On 2014-10-27, Kartik Agaram <ak@akkartik.com> wrote:
>> John said (back in 2006) "You can certainly chop English down to
>> a small unambiguous subset, but then you've just reinvented Cobol"
>>
>> As someone who has had to work with COBOL somewhat, it is interesting
>> to compare the two languages:
>
> Thanks for that detail! The discussion in 2006 seemed too dismissive of
> this idea, and I worried that this go-around would subside similarly.
> Comparing all attempts at english-like pidgins to cobol seems like a cheap
> and overly broad shot. Hopefully now we can have a more substantive
> discussion.


Compiling English to code isn't going to make programmers of those who
are unwilling, and especially unable, to learn a programming language.
They will only face additional struggles caused by ambiguities which
don't exist in ordinary programming languages.


Most people who are not endowed in the right way to be program
designers are also not endowed in the right way to handle precise
language, such as what is used when writing detailed requirements
specifications. In such language, many terms terms do not have their
ordinary meaning. The language might look like English, but it isn't.

_Task description_. Continue the mailing-list post arguing against compiling English into code, starting after its last sentence.

_Dataset extract_.

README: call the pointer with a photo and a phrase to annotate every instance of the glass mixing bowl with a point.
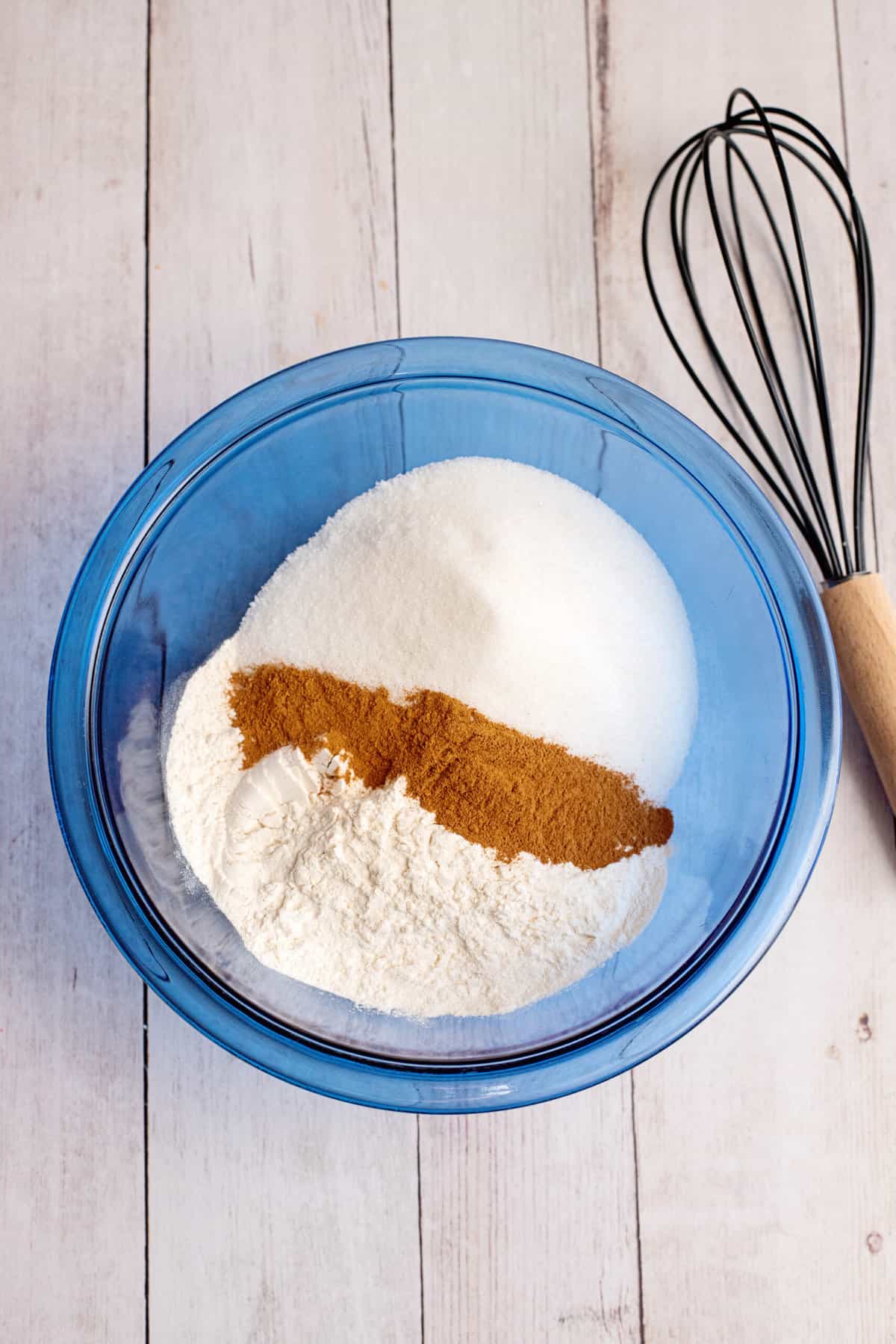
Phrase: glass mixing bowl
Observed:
(211, 517)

_Written answer_.
A programming language which looks like English will suffer from the
same problem as the formal version of English used in very technical
documents. Those who don't absorb the special definitions of ordinary
terms, and the details semantics they entail, will not comprehend
properly what is going on, and will not wield that language
effectively to express solutions. Those who do understand will find
the language meddlesome.


People from the humanities will be dismayed at not being able to write
a sentence endowed with several simulaneous meanings, as they are used to.
"Gee, why doesn't the machine understand the metaphor which makes the poignant
irony come alive in what I just wrote ..."


[Man, there's a programming language I'd like to use.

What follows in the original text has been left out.